- **EXERCISE OBJECTIVE**
Determine how many lines below contain the string "orange" and give that number without anything else.

Region pointing data

⁂

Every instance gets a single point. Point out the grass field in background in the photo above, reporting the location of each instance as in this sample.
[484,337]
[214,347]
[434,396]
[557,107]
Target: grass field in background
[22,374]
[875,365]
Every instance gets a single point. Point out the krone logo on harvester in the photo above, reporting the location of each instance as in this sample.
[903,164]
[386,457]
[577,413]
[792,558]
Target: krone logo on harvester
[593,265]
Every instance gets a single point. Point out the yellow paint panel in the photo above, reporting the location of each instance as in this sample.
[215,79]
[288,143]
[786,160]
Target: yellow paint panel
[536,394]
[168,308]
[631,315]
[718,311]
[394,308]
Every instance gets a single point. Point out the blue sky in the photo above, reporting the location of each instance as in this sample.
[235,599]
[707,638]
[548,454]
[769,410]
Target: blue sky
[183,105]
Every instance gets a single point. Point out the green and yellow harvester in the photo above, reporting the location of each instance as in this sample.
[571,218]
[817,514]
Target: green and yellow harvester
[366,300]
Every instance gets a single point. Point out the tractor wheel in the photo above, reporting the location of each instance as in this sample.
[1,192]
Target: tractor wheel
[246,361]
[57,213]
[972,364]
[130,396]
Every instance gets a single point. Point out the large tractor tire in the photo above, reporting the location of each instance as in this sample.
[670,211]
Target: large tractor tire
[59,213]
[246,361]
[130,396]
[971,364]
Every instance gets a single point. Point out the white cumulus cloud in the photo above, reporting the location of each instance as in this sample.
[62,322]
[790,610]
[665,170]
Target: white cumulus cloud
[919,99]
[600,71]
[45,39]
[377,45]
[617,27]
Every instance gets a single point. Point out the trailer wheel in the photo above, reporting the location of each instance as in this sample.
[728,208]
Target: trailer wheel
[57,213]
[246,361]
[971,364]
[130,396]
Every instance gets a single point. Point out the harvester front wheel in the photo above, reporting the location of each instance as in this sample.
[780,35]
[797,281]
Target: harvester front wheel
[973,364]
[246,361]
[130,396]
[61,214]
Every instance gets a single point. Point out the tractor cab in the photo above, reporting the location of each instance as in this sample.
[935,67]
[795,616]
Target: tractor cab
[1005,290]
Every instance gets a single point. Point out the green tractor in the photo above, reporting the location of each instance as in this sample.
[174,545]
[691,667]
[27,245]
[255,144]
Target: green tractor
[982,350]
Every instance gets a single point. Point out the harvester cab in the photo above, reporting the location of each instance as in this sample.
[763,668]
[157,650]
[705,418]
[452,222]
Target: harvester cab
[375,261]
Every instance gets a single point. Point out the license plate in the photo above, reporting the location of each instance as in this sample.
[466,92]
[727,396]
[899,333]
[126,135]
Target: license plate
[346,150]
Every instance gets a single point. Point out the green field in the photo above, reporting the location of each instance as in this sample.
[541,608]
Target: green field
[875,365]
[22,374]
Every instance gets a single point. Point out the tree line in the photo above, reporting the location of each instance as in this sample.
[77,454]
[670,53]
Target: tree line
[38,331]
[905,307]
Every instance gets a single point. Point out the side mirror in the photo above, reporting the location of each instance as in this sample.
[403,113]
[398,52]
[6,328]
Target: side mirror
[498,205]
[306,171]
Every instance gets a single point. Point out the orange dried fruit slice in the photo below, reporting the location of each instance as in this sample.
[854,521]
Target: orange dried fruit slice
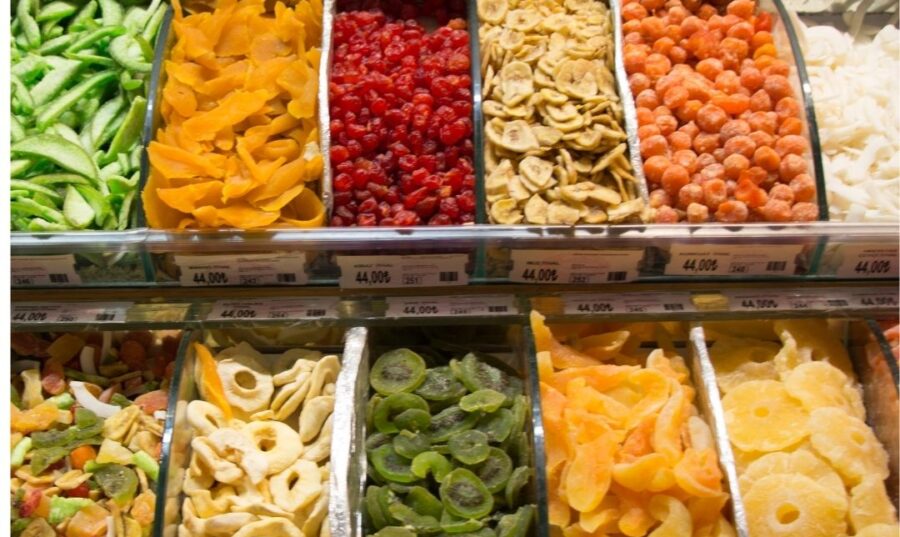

⁂

- **RESULT OF THE EXERCISE**
2